■ **PROVIDED PASSAGE**

☆ ☆ ☆ ☆ ☆ ☆ ☆

Graffinity Pharmaceutical Design GmbH is seeking DM50 million (US$23.2 million) in second-round funding to scale up its microarray platform technology, which analyzes binding interactions between target proteins and small molecules.

CEO Dirk Vetter said he hopes to close off the investment round by the end of the year. The company, based in Heidelberg, Germany, entered its first two collaborations in the past month, with in vitro diagnostics manufacturer American Diagnostica Inc., of Greenwich, Conn., and with Knoll AG, of Ludwigshafen, Germany, the principal component of BASF AG's pharmaceuticals operations. Each involves the chemical "fingerprinting" of a small number of target proteins using Graffinity's array-based drug discovery platform.

The company is positioning itself as a bridge between classical biotechnology, which is focused on target discovery, and big pharma, whose strengths lie in lead development. Its microarray system can analyze up to 12,000 separate interactions between a protein and a small-compound library and, according to Vetter, can provide early information on the "drugability" of targets, even when only small amounts of material are available. It both shortcuts and complements high-throughput screening, he said.

The microarray platform contains 12,000 wells, each of which is individually coated with a structurally characterized compound laid over a gold-plated surface. The screening approach is pharmacophore-based. It includes different spatial presentations of the same molecule, to allow for the precise geometry of protein interactions. It employs surface plasmon resonance to detect binding events between free protein and bound molecules, interactions that excite the gold electrons and cause them to enter a temporary plasma state, which can be quantified.

Graffinity has developed Java-based proprietary software for storing and analyzing the information, which it delivers on CD-ROM to partners and customers. Each well in the array is graphically depicted as an individual spot. A simple mouse click calls up the associated data.

The company has built up a library of 60,000 unique compounds using a microscale massively parallel synthesis and is adding one or two new arrays per week. It can perform around 100,000 screens per hour at present, said Vetter, but it wants to boost this capability 10-fold. "What we're really playing here is a numbers game," he said. The company wants to build a broad portfolio of collaborations with biotechnology and pharmaceutical companies, based on both fee-for-service and shared-royalty models, and involving up to 200 or 300 target proteins.

☆ ☆ ☆ ☆ ☆ ☆ ☆

■ **SUPPLIED MATERIAL**

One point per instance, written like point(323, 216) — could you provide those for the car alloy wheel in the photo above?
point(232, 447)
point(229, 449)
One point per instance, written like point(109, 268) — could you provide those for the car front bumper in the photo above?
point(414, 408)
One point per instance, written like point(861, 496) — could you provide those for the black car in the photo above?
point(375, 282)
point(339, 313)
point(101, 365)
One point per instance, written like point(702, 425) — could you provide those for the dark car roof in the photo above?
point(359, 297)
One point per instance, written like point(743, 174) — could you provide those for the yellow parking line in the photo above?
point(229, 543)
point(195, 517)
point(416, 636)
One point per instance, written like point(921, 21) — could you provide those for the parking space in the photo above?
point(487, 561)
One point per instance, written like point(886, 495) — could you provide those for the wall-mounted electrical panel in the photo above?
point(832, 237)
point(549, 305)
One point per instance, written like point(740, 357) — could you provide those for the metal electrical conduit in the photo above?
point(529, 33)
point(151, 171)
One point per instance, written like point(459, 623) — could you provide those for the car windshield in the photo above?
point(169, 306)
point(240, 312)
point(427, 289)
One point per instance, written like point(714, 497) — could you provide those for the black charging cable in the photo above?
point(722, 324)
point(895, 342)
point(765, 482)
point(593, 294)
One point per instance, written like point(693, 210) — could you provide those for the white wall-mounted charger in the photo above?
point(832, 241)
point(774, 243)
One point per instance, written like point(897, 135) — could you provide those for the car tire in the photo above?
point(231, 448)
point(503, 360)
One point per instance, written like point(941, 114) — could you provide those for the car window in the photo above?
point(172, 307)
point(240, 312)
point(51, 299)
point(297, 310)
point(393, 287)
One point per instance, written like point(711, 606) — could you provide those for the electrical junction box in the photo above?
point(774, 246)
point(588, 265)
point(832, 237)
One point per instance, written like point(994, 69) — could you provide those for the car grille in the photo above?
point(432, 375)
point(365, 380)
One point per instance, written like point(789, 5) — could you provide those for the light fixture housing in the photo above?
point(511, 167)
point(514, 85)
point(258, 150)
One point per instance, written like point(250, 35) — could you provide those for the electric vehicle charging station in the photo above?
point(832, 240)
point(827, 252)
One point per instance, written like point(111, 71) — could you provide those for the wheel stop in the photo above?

☆ ☆ ☆ ☆ ☆ ☆ ☆

■ **TASKS AND EXERCISES**
a - Repeat the section of the Graffinity passage starting at "The microarray platform" and ending at "can be quantified.".
b - Answer these questions from the Graffinity passage:
(i) In what city is the company based?
(ii) How many wells does the microarray platform contain?
(iii) How many unique compounds does the company's library hold?
The data stand apart from the Graffinity passage and serve as separate material.

■ **RESPONSES TO THE TASKS**
a -
The microarray platform contains 12,000 wells, each of which is individually coated with a structurally characterized compound laid over a gold-plated surface. The screening approach is pharmacophore-based. It includes different spatial presentations of the same molecule, to allow for the precise geometry of protein interactions. It employs surface plasmon resonance to detect binding events between free protein and bound molecules, interactions that excite the gold electrons and cause them to enter a temporary plasma state, which can be quantified.

b -
(i) Heidelberg, Germany
(ii) 12,000
(iii) 60,000